### Task prompt
Write out each line exactly, starting with the one containing "for the small" and stopping after the last line of the listing below.

Start of Material shown

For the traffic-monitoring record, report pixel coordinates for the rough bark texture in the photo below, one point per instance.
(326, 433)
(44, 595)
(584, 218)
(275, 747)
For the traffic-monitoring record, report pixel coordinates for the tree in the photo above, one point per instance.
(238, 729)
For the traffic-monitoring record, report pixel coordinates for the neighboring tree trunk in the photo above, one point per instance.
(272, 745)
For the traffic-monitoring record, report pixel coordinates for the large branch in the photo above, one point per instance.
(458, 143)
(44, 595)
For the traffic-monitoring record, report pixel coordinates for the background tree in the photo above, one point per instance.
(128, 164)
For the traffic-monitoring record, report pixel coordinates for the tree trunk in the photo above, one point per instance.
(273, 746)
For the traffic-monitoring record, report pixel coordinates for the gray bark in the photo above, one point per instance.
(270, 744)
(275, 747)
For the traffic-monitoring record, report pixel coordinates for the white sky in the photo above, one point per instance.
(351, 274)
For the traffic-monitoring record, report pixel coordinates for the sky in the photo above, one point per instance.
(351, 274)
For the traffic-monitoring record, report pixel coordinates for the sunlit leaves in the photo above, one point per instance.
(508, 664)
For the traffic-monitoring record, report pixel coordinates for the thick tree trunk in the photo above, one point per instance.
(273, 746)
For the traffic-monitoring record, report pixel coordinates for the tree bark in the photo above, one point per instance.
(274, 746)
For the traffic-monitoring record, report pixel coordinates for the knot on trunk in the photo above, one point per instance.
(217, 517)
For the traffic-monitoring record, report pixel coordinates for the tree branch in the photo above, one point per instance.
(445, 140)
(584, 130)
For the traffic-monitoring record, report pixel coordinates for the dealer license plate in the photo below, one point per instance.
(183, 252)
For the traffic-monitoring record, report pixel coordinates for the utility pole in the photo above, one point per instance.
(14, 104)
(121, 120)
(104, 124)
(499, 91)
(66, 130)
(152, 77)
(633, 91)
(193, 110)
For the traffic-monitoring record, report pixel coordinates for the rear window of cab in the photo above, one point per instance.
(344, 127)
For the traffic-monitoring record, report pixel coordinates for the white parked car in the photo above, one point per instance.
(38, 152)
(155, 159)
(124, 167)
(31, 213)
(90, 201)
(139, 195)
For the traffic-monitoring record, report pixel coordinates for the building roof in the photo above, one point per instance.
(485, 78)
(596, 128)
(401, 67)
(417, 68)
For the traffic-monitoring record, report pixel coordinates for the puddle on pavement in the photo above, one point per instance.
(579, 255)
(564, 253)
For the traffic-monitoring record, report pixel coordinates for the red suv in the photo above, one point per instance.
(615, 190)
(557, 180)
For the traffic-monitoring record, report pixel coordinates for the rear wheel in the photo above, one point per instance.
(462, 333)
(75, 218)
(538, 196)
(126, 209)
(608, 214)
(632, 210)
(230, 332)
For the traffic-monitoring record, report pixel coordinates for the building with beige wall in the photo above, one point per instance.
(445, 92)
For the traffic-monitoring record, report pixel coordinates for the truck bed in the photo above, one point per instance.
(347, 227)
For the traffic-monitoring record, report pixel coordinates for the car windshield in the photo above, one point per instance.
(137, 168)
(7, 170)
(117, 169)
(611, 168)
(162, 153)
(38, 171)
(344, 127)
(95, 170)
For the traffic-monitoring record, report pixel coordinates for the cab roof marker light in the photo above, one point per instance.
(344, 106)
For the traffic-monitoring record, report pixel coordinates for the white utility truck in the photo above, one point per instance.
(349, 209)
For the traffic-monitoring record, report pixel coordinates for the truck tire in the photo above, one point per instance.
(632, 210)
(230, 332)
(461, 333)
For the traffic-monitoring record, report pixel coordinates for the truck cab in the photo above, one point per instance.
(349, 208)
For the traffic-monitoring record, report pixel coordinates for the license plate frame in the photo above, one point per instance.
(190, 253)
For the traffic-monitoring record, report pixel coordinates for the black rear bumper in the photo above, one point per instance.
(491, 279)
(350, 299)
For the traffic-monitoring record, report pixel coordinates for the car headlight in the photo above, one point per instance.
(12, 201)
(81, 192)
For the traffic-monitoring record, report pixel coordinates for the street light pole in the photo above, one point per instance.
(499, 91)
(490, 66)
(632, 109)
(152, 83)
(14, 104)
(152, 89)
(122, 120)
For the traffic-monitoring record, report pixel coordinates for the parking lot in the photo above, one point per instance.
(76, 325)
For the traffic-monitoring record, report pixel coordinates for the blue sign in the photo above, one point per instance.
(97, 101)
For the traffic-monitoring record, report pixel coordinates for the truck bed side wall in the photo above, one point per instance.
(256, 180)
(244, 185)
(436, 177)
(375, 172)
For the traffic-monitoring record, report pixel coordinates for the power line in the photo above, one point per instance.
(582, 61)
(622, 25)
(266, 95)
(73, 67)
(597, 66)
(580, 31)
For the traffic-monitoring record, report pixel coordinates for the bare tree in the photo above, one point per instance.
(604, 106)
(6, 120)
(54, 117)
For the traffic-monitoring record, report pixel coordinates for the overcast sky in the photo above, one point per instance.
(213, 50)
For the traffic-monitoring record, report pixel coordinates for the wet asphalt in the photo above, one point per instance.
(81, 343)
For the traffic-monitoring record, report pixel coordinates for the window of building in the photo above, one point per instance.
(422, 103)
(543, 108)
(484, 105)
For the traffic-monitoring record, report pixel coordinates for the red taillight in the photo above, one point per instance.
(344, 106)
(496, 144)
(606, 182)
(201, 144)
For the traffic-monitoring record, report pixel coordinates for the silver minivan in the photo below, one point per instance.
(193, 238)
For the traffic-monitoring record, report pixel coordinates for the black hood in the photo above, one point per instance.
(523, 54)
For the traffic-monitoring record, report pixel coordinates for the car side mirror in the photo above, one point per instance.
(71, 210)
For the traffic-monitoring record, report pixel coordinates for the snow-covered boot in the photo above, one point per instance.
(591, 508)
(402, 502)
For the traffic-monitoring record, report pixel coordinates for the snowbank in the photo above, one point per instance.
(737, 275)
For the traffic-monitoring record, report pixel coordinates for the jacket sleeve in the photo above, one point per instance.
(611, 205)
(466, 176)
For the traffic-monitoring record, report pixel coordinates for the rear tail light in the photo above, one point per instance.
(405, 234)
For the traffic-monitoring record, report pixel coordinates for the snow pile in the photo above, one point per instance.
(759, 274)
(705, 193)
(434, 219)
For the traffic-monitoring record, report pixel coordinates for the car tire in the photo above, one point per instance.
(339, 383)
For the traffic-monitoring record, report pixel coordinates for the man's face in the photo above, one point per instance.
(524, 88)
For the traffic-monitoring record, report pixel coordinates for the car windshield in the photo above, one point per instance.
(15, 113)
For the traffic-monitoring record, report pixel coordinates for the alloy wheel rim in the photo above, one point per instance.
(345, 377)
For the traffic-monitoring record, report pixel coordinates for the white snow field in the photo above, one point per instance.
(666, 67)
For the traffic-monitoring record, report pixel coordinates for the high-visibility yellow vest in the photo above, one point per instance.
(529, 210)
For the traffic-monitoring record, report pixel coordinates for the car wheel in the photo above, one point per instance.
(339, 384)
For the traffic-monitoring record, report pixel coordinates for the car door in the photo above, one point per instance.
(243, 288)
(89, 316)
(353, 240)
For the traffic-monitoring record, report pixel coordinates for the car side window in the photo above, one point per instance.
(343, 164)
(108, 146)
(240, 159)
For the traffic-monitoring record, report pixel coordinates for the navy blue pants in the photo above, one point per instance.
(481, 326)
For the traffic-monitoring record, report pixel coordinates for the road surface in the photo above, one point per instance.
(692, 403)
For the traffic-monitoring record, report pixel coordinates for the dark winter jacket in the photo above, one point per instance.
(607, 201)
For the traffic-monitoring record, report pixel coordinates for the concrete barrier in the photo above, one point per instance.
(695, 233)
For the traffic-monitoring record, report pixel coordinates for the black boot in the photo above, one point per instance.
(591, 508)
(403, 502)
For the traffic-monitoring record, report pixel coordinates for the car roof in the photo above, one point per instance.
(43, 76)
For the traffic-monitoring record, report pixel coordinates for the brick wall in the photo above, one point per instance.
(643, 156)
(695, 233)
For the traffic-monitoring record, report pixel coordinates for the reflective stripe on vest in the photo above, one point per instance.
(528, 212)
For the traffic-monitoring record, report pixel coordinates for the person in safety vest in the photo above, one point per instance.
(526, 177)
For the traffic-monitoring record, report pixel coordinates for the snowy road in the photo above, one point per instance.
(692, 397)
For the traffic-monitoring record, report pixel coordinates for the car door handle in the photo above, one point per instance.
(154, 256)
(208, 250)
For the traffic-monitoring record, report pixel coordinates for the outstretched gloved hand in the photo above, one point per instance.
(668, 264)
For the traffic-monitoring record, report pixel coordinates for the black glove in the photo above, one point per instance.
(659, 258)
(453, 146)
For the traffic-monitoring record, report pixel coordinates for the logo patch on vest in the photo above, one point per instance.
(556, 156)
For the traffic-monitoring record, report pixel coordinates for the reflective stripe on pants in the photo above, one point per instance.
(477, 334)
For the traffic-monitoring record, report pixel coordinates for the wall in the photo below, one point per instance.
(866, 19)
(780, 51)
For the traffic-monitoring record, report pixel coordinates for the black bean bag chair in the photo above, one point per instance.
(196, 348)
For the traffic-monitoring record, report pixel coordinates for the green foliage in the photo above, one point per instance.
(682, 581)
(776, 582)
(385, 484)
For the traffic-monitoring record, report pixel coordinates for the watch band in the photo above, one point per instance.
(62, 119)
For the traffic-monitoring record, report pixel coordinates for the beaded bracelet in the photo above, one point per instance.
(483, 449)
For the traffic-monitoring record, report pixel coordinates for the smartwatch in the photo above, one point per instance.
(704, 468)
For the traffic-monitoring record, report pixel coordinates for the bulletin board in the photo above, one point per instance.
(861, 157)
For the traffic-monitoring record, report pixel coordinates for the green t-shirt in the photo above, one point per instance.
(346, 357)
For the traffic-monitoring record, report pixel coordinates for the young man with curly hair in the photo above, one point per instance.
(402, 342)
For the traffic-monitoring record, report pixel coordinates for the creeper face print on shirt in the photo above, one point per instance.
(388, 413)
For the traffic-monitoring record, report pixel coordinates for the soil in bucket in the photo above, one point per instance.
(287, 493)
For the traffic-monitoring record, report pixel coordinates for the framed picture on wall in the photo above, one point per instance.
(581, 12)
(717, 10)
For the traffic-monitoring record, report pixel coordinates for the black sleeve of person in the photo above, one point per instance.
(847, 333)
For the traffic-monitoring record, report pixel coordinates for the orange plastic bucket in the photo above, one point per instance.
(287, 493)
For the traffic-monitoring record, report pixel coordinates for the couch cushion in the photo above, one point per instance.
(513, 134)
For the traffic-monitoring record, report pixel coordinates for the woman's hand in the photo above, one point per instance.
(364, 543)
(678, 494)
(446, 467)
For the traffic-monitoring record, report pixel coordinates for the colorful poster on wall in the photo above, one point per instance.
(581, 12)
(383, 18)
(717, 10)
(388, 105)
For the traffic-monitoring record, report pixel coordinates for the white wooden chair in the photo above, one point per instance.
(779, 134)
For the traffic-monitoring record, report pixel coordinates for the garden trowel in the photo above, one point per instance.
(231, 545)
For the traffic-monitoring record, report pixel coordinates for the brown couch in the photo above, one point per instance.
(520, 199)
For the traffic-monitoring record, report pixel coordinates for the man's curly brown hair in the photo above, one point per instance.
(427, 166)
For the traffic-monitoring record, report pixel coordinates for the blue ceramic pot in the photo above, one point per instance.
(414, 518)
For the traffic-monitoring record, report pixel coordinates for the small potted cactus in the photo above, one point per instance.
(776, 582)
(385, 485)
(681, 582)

End of Material shown

### Exercise response
For the traffic-monitoring record, report pixel coordinates for the small potted cactus in the photo above, one point per instance.
(776, 582)
(385, 485)
(681, 582)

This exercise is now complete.